[QUOTED PASSAGE]:
● ● ●
Understanding the powerful forces created by momentum may help you make buying and selling decisions.
In the long term, investment markets are usually driven by sound economic fundamentals such as yields and valuations.
However, in the short term, markets swing erratically between being undervalued and overvalued because of human emotions and sentiment. Some call these human emotions greed and fear.
In times when we are fearful, investment markets are often over sold so that their price becomes relatively cheap.
In times when we are greedy, markets may be over bought and prices become too expensive.
If you are able to recognize those times when short term thinking has changed asset prices away from sound economic valuations, you may be able to use the momentum of the market to your advantage.
For example, in scary times when markets are temporarily oversold, you could patiently buy investments that have become cheap in price. Then, when the mood swings again (and it always does), and the momentum of the market sees prices go from undervalued to overvalued, sell at a profit. Or you could choose never to sell, but simply to only buy when prices are cheap, knowing that in the long term prices will rise in line with yields.
● ● ●
[INPUT DATA]:

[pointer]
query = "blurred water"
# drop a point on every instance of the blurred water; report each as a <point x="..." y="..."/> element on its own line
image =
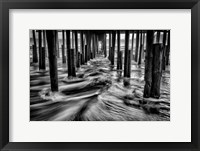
● ● ●
[ASSIGNED TASK A]:
Answer these questions from the text on market momentum:
(i) What does the text say usually drives investment markets in the long term?
(ii) What names do some people give to the human emotions that move markets in the short term?
(iii) According to the text, what often happens to investment markets in times when we are fearful?
[ASSIGNED TASK B]: Retype the part of the text on market momentum starting at "However, in the" and ending at "to your advantage.".
[ASSIGNED TASK C]: Write what comes next in the text on market momentum, picking up after its last sentence.

[YOUR RESPONSE A]:
(i) Sound economic fundamentals such as yields and valuations.
(ii) Greed and fear.
(iii) They are often oversold, so their price becomes relatively cheap.

[YOUR RESPONSE B]:
However, in the short term, markets swing erratically between being undervalued and overvalued because of human emotions and sentiment. Some call these human emotions greed and fear.
In times when we are fearful, investment markets are often over sold so that their price becomes relatively cheap.
In times when we are greedy, markets may be over bought and prices become too expensive.
If you are able to recognize those times when short term thinking has changed asset prices away from sound economic valuations, you may be able to use the momentum of the market to your advantage.

[YOUR RESPONSE C]:
Basically, this describes buying low and selling high. Investing against the momentum. Sound simple? Yes. Do most people do this? No.
Why? Because many people don’t set themselves a strategy to take advantage of short term mispricing of assets, and then get caught up in the overwhelming fear or over optimism that we humans put ourselves through regularly and end up buying high (for fear of missing out), and selling low (to limit further losses).
Have you a strategy when it comes to your financial well being?